— Trecho do texto —
○ ○ ○

Wagner Xavier de Camargo 1 de agosto de 2021

Os Jogos Olímpicos de Tóquio não tinham nem bem se iniciado e uma apresentação de atletas alemãs de ginástica artística provocou uma reflexão geral. Elas apareceram vestindo modelitos inteiriços de um macacão que deixava apenas os pés, antebraços, mãos e cabeça descobertos, uma opção bem diferente do tradicional “collant cavado com lantejoulas”. O motivo: um redondo e consciente “não” para a sexualização de corpos de mulheres nos esportes. O protesto não é novo, porém no palco olímpico começa a se impor timidamente.

Ginástica Tóquio 2020
Foto: Reprodução/Instagram

Antes mesmo do deflagrar desta competição, na mesma semana inclusive, a equipe feminina do handebol de praia da Noruega havia sido multada em 1.500,00 euros por descumprir o código de vestimenta da modalidade (e da respectiva federação nacional) quando as atletas optaram por jogar com shorts curtos, parecidos com bermudas, ao invés dos micro-biquínis, tudo com o propósito de bem-estar (sentir-se confortável) e provocar um desvio da sexualização de seus corpos.

Essa decisão acabou se tornando o epicentro de um debate que está longe de se esgotar. Até onde vão as diferenças entre homens e mulheres no campo esportivo? Em que medida roupas e implementos distintos para eles e elas (ou elus, se considerarmos atletas não bináries) não apenas denotam especificidades, mas escancaram tratamentos discriminatórios, olhares sexualizadores e mesmo discriminações de gênero.

Vou me deter aqui neste aspecto que diz respeito à sexualização do corpo de mulheres atletas e no fato perigoso da imputação obrigatória de uma única “forma de se vestir”. Em que pese hajam mudanças em curso no campo esportivo, como introdução de narradoras e comentaristas esportivas, jornalistas mulheres e mesmo cada vez mais técnicas, árbitras e juízas, sabemos que o olhar orientado ao esporte é o do homem, que o criou lá em fins do século XIX, para se (auto)entreter.

Mais de cem anos se passaram e reproduzimos ainda os mesmos valores, escolhendo ou excluindo elementos a partir de uma ótica androcêntrica (do ponto de vista do homem). O esporte é mais do que um espaço reservado ao masculino, como certa vez disse o sociólogo britânico Eric Dunning. Ele está a serviço do gozo do macho, generificando e sexualizando corpos de mulheres. É no esporte que corpos são marcados para serem consumidos e lá, igualmente, que se tornam produtos consumíveis, inclusive sexualmente. A libido construída pelos meios de comunicação, que pactuam com tal visão, é predatória às mulheres, que são as “carnes mais apreciadas”.

○ ○ ○

— Instrução 1 —
Transcreva do texto sobre a sexualização de corpos de mulheres no esporte a passagem que vai de "Antes mesmo do" até "de seus corpos.", incluindo esta última.

○ ○ ○

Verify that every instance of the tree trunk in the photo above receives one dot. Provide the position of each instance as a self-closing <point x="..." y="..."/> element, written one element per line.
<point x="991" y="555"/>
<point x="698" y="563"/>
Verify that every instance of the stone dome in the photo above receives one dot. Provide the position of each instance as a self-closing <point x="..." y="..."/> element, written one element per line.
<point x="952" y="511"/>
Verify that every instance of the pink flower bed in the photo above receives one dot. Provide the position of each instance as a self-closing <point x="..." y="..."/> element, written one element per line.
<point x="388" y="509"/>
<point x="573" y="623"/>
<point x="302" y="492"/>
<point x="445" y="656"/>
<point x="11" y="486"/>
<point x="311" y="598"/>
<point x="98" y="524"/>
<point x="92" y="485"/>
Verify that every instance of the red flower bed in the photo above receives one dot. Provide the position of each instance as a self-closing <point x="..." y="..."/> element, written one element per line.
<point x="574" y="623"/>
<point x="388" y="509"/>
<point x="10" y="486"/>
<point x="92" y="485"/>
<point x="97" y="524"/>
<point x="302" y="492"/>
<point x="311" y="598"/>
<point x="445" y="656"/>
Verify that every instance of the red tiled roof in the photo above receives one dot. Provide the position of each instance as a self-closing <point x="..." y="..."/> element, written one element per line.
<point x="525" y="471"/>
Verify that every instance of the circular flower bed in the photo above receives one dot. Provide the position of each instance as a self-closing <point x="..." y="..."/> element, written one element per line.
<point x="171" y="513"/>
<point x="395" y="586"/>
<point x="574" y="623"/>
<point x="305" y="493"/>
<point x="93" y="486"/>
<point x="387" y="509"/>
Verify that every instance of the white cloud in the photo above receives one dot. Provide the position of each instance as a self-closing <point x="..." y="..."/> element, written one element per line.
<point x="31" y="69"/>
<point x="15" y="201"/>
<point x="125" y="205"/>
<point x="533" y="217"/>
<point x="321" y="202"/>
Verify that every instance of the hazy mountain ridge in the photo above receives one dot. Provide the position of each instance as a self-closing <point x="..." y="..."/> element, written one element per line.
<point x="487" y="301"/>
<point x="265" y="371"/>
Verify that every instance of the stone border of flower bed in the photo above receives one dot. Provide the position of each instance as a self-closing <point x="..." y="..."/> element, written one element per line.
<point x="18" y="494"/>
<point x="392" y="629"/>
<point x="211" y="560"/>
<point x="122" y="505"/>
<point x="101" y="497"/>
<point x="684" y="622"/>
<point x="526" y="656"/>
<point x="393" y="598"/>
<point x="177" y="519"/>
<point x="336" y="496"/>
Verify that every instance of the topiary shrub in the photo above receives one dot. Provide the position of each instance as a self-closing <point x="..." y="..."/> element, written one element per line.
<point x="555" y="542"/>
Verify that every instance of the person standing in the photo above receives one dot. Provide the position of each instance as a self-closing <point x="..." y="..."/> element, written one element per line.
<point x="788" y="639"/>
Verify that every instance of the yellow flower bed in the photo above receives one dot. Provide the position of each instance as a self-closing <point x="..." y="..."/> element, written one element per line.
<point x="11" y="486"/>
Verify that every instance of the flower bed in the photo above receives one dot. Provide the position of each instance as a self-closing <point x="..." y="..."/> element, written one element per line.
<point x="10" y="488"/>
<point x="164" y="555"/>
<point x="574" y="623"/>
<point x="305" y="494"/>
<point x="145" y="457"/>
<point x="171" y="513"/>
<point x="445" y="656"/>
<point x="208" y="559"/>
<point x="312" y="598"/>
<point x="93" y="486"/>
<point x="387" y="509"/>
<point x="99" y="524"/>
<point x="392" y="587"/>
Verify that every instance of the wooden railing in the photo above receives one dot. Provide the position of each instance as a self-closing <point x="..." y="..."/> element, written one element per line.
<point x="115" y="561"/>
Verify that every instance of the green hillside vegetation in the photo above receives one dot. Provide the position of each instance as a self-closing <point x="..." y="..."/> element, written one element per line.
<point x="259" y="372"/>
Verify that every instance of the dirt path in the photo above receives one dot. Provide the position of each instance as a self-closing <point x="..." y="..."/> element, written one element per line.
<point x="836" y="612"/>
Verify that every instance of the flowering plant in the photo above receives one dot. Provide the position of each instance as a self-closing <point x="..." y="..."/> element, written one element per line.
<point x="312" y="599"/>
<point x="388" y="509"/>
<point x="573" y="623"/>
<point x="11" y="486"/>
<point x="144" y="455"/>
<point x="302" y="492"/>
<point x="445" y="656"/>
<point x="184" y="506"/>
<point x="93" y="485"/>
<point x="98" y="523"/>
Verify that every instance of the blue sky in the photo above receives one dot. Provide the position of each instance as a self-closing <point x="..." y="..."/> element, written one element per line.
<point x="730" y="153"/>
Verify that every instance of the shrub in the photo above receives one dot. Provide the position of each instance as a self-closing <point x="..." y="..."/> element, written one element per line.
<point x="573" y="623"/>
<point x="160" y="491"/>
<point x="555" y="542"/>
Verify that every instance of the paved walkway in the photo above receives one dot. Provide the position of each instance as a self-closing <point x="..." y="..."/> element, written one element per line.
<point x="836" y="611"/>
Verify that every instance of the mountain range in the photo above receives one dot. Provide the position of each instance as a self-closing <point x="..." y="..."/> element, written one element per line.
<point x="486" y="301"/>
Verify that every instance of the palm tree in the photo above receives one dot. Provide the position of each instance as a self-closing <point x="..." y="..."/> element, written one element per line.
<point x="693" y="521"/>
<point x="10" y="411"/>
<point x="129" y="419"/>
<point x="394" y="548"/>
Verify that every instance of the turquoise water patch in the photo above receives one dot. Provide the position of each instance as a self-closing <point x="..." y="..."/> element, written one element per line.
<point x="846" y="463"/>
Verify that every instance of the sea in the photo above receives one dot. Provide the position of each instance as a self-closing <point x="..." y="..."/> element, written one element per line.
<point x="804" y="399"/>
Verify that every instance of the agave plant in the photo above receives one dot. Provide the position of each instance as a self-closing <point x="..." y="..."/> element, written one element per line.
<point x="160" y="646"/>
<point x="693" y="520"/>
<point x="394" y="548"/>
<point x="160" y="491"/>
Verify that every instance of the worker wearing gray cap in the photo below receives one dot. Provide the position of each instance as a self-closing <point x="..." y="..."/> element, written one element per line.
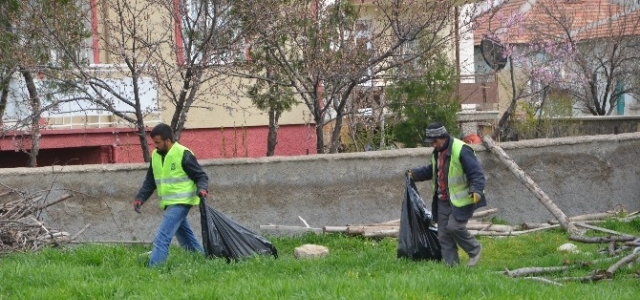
<point x="458" y="184"/>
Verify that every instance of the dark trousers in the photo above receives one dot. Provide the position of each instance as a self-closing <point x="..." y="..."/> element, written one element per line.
<point x="453" y="233"/>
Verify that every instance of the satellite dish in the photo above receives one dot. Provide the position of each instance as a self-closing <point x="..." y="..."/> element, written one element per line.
<point x="493" y="53"/>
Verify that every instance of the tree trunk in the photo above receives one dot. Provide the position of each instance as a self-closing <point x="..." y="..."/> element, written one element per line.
<point x="272" y="140"/>
<point x="34" y="101"/>
<point x="4" y="95"/>
<point x="142" y="133"/>
<point x="512" y="106"/>
<point x="142" y="136"/>
<point x="335" y="134"/>
<point x="531" y="185"/>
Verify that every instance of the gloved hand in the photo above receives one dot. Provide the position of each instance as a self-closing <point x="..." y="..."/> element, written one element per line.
<point x="137" y="204"/>
<point x="476" y="197"/>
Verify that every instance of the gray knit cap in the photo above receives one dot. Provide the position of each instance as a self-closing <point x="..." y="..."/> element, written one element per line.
<point x="435" y="130"/>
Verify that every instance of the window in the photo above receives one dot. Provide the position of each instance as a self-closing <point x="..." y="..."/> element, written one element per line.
<point x="86" y="52"/>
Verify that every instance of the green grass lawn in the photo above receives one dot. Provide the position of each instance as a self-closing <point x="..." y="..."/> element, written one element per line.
<point x="356" y="268"/>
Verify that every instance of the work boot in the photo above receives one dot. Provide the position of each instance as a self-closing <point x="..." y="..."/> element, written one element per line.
<point x="474" y="260"/>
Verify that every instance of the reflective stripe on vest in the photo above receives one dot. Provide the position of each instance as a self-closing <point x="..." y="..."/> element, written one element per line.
<point x="173" y="185"/>
<point x="457" y="185"/>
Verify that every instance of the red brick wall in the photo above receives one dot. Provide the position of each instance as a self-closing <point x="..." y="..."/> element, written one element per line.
<point x="121" y="145"/>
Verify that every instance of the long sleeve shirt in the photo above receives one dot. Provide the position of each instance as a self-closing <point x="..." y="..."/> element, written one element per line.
<point x="189" y="164"/>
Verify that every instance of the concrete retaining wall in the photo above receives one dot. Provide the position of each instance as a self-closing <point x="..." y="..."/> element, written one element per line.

○ ○ ○

— Instrução 2 —
Selecione nos registros cada linha em que aparece a palavra "stone".

— Resposta completa 1 —
Antes mesmo do deflagrar desta competição, na mesma semana inclusive, a equipe feminina do handebol de praia da Noruega havia sido multada em 1.500,00 euros por descumprir o código de vestimenta da modalidade (e da respectiva federação nacional) quando as atletas optaram por jogar com shorts curtos, parecidos com bermudas, ao invés dos micro-biquínis, tudo com o propósito de bem-estar (sentir-se confortável) e provocar um desvio da sexualização de seus corpos.

— Resposta completa 2 —
Verify that every instance of the stone dome in the photo above receives one dot. Provide the position of each instance as a self-closing <point x="..." y="..."/> element, written one element per line.
Verify that every instance of the stone border of flower bed in the photo above receives one dot. Provide the position of each instance as a self-closing <point x="..." y="..."/> element, written one element per line.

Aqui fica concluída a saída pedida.